**INPUT**
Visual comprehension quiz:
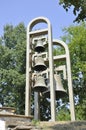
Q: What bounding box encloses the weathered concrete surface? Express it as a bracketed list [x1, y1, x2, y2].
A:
[39, 121, 86, 130]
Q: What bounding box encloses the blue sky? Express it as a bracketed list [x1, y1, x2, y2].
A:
[0, 0, 75, 39]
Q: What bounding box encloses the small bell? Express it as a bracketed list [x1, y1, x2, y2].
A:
[34, 39, 45, 52]
[43, 74, 67, 99]
[33, 75, 47, 92]
[33, 56, 47, 71]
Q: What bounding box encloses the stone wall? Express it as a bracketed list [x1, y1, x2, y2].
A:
[39, 121, 86, 130]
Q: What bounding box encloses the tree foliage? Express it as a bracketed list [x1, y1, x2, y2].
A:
[0, 23, 26, 113]
[0, 23, 86, 120]
[62, 23, 86, 120]
[59, 0, 86, 22]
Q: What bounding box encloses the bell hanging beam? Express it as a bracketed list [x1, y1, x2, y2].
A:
[33, 56, 47, 71]
[33, 75, 47, 92]
[34, 39, 45, 53]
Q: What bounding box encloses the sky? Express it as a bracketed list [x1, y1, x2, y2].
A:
[0, 0, 75, 39]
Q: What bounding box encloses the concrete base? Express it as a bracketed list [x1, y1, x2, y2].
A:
[0, 114, 33, 128]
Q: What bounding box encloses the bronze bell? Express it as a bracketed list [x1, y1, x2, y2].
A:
[43, 74, 67, 100]
[34, 39, 45, 52]
[33, 56, 47, 71]
[33, 75, 47, 92]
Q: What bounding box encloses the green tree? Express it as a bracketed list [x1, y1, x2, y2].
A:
[62, 23, 86, 120]
[0, 23, 26, 114]
[59, 0, 86, 22]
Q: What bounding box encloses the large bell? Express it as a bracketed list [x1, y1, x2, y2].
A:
[43, 74, 67, 99]
[33, 56, 47, 71]
[33, 75, 47, 92]
[34, 39, 45, 52]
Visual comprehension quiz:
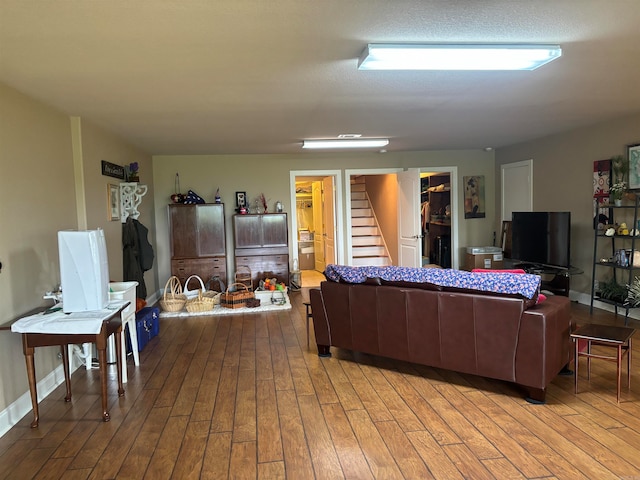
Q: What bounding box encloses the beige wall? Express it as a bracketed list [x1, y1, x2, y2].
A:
[0, 84, 76, 410]
[500, 114, 640, 294]
[153, 150, 495, 286]
[0, 84, 158, 421]
[81, 120, 158, 284]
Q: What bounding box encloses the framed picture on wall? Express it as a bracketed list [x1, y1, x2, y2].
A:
[236, 192, 247, 208]
[627, 143, 640, 190]
[107, 183, 120, 222]
[462, 175, 485, 218]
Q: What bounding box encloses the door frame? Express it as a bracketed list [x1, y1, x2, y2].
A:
[289, 170, 345, 265]
[344, 168, 403, 265]
[344, 166, 460, 269]
[420, 167, 464, 270]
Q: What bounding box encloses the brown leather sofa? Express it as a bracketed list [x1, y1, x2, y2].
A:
[309, 281, 572, 403]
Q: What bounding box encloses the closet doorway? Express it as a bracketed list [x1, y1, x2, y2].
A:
[345, 166, 459, 268]
[290, 171, 343, 287]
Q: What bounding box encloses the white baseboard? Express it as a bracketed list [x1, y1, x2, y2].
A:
[569, 291, 640, 320]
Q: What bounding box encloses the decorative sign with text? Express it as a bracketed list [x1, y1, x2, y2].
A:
[102, 160, 124, 180]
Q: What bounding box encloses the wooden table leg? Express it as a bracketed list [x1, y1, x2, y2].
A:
[616, 344, 622, 403]
[60, 345, 71, 402]
[22, 342, 40, 428]
[627, 338, 632, 391]
[113, 326, 125, 397]
[96, 341, 111, 422]
[573, 338, 580, 393]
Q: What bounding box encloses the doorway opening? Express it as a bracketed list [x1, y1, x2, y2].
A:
[345, 167, 459, 268]
[290, 170, 344, 287]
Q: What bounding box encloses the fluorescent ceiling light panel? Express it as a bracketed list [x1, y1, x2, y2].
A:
[358, 43, 562, 70]
[302, 138, 389, 149]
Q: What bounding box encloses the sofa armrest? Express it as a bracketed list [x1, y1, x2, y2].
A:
[516, 295, 572, 390]
[309, 288, 331, 346]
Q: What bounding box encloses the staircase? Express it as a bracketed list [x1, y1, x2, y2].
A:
[351, 179, 391, 266]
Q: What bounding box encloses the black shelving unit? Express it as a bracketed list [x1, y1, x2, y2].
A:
[589, 194, 640, 324]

**CHALLENGE**
Rewrite all the records above as a numbered list with no blank lines, leaving the pictures out.

**OUTPUT**
1. Visual comprehension quiz:
2. Q: What bounding box encloses the weathered concrete surface? Express it as a bracketed list [x1, y1, x2, y2].
3. A:
4. [39, 121, 86, 130]
5. Q: What bounding box encloses the blue sky? Express it as a bracketed list [x1, y1, x2, y2].
6. A:
7. [0, 0, 75, 39]
8. Q: What bounding box encloses the small bell? Express it as a bracketed list [x1, y1, x2, y2].
9. A:
10. [34, 39, 45, 52]
11. [43, 74, 67, 99]
12. [33, 75, 47, 92]
13. [33, 56, 47, 71]
14. Q: What bounding box encloses the stone wall? Express it as a bracketed list [x1, y1, x2, y2].
15. A:
16. [39, 121, 86, 130]
17. Q: What bounding box encloses the tree foliage? Express it as a bracketed list [x1, y1, x2, y2].
18. A:
19. [0, 23, 26, 113]
20. [0, 23, 86, 120]
21. [62, 23, 86, 120]
22. [59, 0, 86, 22]
23. Q: What bounding box encloses the bell hanging beam? Express it as a bracketed list [x1, y1, x2, y2].
24. A:
25. [33, 56, 47, 71]
26. [33, 75, 47, 92]
27. [34, 39, 45, 53]
28. Q: What bounding box encloses the sky? Express it as a bracketed list [x1, y1, x2, y2].
29. A:
30. [0, 0, 75, 39]
31. Q: What bounding box encloses the concrete base? Express it as a bracketed list [x1, y1, x2, y2].
32. A:
33. [0, 114, 33, 128]
34. Q: What bounding box encloses the bronze bell? Express it as a bracketed list [x1, y1, x2, y2].
35. A:
36. [43, 74, 67, 100]
37. [34, 39, 45, 52]
38. [33, 56, 47, 71]
39. [33, 75, 47, 92]
40. Q: What bounding box encloses the green tree? Express it as a bracketed list [x1, y1, x2, y2].
41. A:
42. [62, 23, 86, 120]
43. [0, 23, 26, 114]
44. [59, 0, 86, 22]
45. Q: What bounding box encloses the large bell? Express it as a bracketed list [x1, y1, x2, y2].
46. A:
47. [43, 74, 67, 99]
48. [33, 56, 47, 71]
49. [33, 75, 47, 92]
50. [34, 39, 45, 52]
51. Visual comprehension quiz:
52. Q: What bounding box encloses the beige wall? Express it as a bracketed list [x1, y1, x2, y2].
53. A:
54. [0, 84, 76, 410]
55. [500, 114, 640, 294]
56. [153, 150, 495, 286]
57. [0, 84, 158, 421]
58. [81, 120, 158, 284]
59. Q: What bounding box encloses the framed picture on wall? Express it as a bracketed list [x1, y1, x2, y2].
60. A:
61. [236, 192, 247, 208]
62. [627, 143, 640, 190]
63. [107, 183, 120, 222]
64. [462, 175, 485, 218]
65. Q: What bounding box encloses the door frame? Express it as a bracketed list [x1, y1, x2, y2].
66. A:
67. [289, 170, 345, 265]
68. [344, 168, 403, 265]
69. [344, 166, 460, 269]
70. [420, 167, 464, 270]
71. Q: What bounding box encloses the brown leather sofa? Express it as a bracketed list [x1, y1, x2, y2].
72. A:
73. [309, 281, 572, 403]
74. Q: What bounding box encloses the closet doorway? Express it as a bracketed list [x1, y1, x2, y2].
75. A:
76. [345, 166, 459, 268]
77. [290, 171, 343, 287]
78. Q: What bounding box encloses the white baseboard? Express it as a bracketed list [x1, y1, x2, y2].
79. A:
80. [569, 291, 640, 320]
81. Q: What bounding box encloses the decorative sign with text? Express it as a bracketed list [x1, y1, x2, y2].
82. A:
83. [102, 160, 124, 180]
84. Q: What bounding box encloses the wooden table leg? Express it as a bracketed list [x1, y1, x2, y2].
85. A:
86. [616, 344, 622, 403]
87. [60, 345, 71, 402]
88. [22, 342, 40, 428]
89. [627, 338, 632, 391]
90. [113, 326, 125, 397]
91. [96, 341, 111, 422]
92. [573, 338, 580, 393]
93. Q: What bounding box encloses the doorway opening? Express it as a bracketed list [x1, y1, x2, y2].
94. A:
95. [345, 167, 459, 268]
96. [290, 170, 344, 287]
97. Q: What bounding box encloses the fluorescent ceiling light panel? Express it as a bracketed list [x1, y1, x2, y2].
98. A:
99. [358, 43, 562, 70]
100. [302, 138, 389, 149]
101. Q: What bounding box encloses the sofa armrest? Express it as a bracketed list [x1, y1, x2, y2].
102. A:
103. [516, 295, 572, 390]
104. [309, 288, 331, 346]
105. Q: What bounding box encloses the staircase? Express it as a bracketed list [x1, y1, x2, y2].
106. A:
107. [351, 179, 391, 266]
108. Q: What bounding box encloses the black shelving unit? Express it as a bracketed list [x1, y1, x2, y2].
109. A:
110. [589, 194, 640, 324]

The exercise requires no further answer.